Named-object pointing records
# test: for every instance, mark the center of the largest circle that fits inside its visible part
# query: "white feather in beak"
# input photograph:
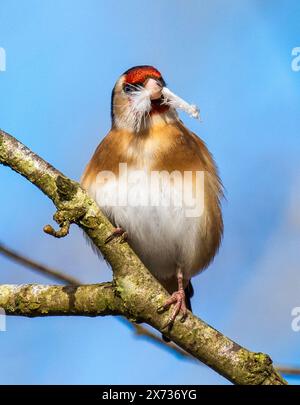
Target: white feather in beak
(176, 102)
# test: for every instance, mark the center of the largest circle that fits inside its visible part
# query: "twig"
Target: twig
(54, 274)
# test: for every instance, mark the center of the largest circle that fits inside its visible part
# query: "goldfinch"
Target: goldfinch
(157, 181)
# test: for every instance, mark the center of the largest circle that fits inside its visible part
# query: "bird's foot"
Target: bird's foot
(117, 233)
(178, 299)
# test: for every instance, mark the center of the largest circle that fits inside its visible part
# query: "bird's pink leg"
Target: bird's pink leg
(116, 233)
(178, 299)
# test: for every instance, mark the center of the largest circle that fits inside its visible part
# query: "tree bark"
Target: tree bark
(133, 293)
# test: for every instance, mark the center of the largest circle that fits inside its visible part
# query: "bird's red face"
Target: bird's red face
(139, 96)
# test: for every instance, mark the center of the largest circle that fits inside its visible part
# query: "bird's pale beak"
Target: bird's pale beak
(154, 87)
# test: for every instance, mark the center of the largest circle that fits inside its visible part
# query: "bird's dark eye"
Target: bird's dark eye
(128, 88)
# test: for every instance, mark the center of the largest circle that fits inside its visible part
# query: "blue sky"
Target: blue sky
(62, 60)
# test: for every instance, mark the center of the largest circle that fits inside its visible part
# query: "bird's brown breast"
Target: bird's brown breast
(167, 147)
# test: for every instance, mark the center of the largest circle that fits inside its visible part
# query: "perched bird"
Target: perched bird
(156, 180)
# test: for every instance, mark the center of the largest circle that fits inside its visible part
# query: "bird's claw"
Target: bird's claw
(115, 234)
(177, 298)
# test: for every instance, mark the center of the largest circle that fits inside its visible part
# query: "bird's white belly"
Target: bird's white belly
(161, 233)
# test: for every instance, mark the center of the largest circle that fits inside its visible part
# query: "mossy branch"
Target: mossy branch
(134, 292)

» **Written exercise**:
Copy out all of the material exactly as written, without its pictures.

» **In response**:
# test: for every instance, mark the center of the largest circle that fits inside its visible part
# query: "white feather in beak"
# input photograph:
Target: white feather in beak
(176, 102)
# test: for every instance, mark the center of the largest circle that fits inside its visible part
# query: "twig"
Target: twig
(54, 274)
# test: for every instance, mark the center of the largest circle that fits inside its visible part
# query: "goldfinch"
Target: goldfinch
(157, 181)
# test: for every instance, mark the center of the largest circle that fits inside its visible part
# query: "bird's foot"
Target: bird's foot
(117, 233)
(178, 299)
# test: for every instance, mark the center of the largest circle that fits inside its visible part
# query: "bird's pink leg"
Target: bird's pink leg
(116, 233)
(178, 299)
# test: for every instance, mark the center of the largest circle that fits inside its visible part
# query: "tree bark"
Target: tree bark
(133, 293)
# test: for every instance, mark the center of the largest circle that fits inside its visible part
# query: "bird's red face"
Target: bird's red face
(139, 96)
# test: for every instance, mark the center of the largest circle that fits inside its visible part
# query: "bird's pale beak"
Target: bird's pale beak
(154, 87)
# test: for every instance, mark the center of the largest circle that fits inside its visible part
# query: "bird's dark eye"
Target: bird's dark eye
(128, 88)
# test: for every instance, mark the center of the largest circle that fits inside its visible part
# query: "blue sky"
Target: blue sky
(62, 60)
# test: for every instance, mark the center of the largest circle that fits inside its visible part
# query: "bird's brown breast"
Target: bird's brown breast
(167, 147)
# test: for every instance, mark the center of the largest circle that fits inside its visible part
# query: "perched bird"
Target: perched bird
(156, 180)
# test: for every instance, mark the center of the largest circle that fits inside its visible part
# query: "bird's claw"
Target: bird's claw
(115, 234)
(177, 298)
# test: for every instance, mark the center of the largest circle that fits inside its visible part
# query: "bird's white belly"
Target: bird's white belly
(161, 233)
# test: for every instance, mark the center of the largest circle that fits inside its visible part
# query: "mossy branch"
Target: mossy branch
(134, 292)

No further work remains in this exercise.